'''
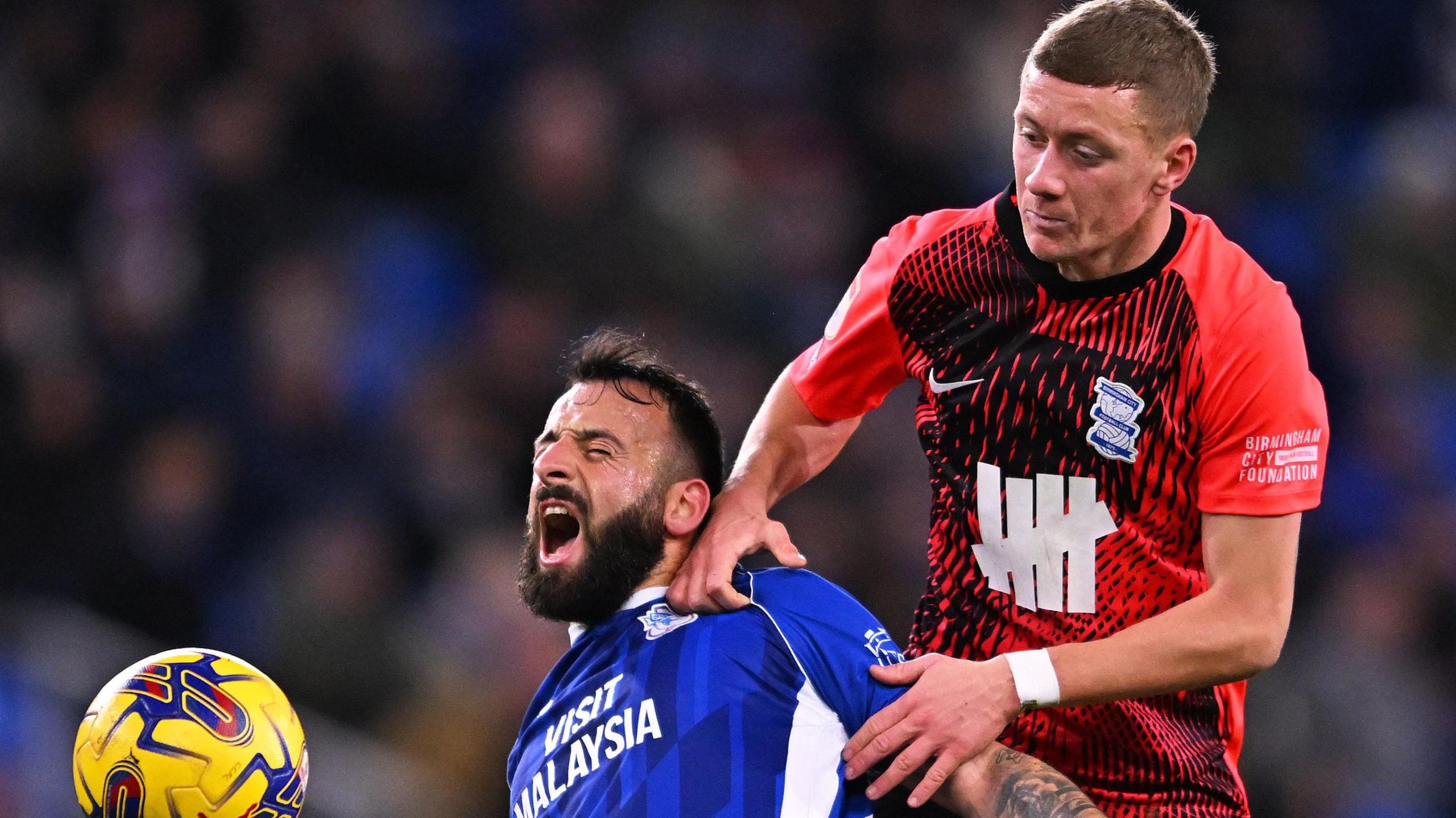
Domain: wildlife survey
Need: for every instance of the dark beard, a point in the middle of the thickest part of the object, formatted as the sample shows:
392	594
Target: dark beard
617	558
'''
'''
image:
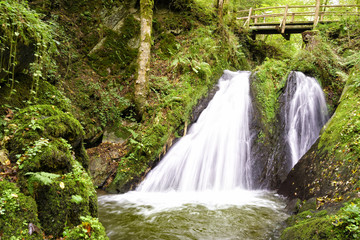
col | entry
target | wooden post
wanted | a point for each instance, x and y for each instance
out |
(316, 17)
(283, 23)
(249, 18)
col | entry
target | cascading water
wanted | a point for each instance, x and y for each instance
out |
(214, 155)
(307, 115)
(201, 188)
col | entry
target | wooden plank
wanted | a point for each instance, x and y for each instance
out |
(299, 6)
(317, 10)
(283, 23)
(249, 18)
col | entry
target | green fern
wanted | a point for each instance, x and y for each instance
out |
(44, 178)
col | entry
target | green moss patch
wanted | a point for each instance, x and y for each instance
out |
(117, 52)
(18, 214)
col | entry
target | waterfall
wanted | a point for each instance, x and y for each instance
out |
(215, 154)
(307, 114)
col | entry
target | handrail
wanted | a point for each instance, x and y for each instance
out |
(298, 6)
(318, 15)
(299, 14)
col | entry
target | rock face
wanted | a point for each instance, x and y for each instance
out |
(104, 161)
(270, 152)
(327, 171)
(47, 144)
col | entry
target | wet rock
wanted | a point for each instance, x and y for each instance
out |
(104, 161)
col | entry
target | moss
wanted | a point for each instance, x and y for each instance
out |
'''
'''
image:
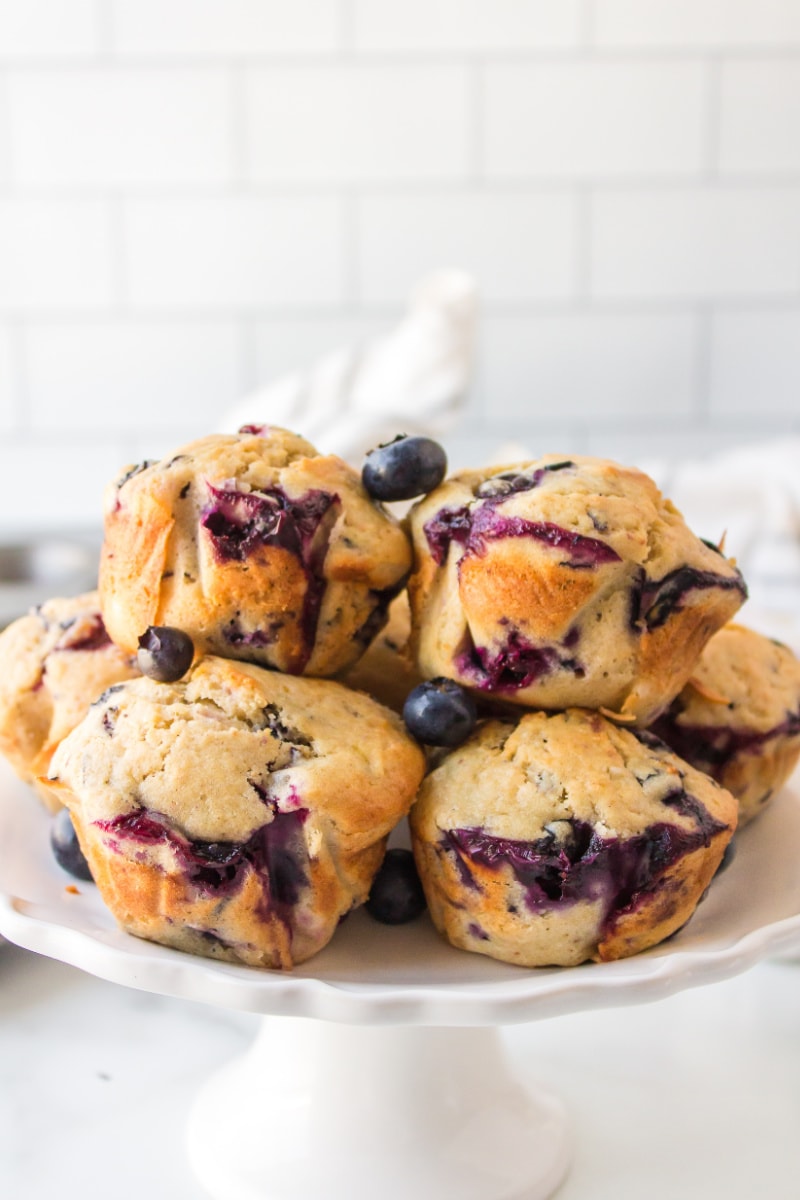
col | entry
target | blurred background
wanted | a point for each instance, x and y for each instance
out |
'''
* Exercise brief: Number of lines above with the word "wooden": state it alone.

* Answer: 2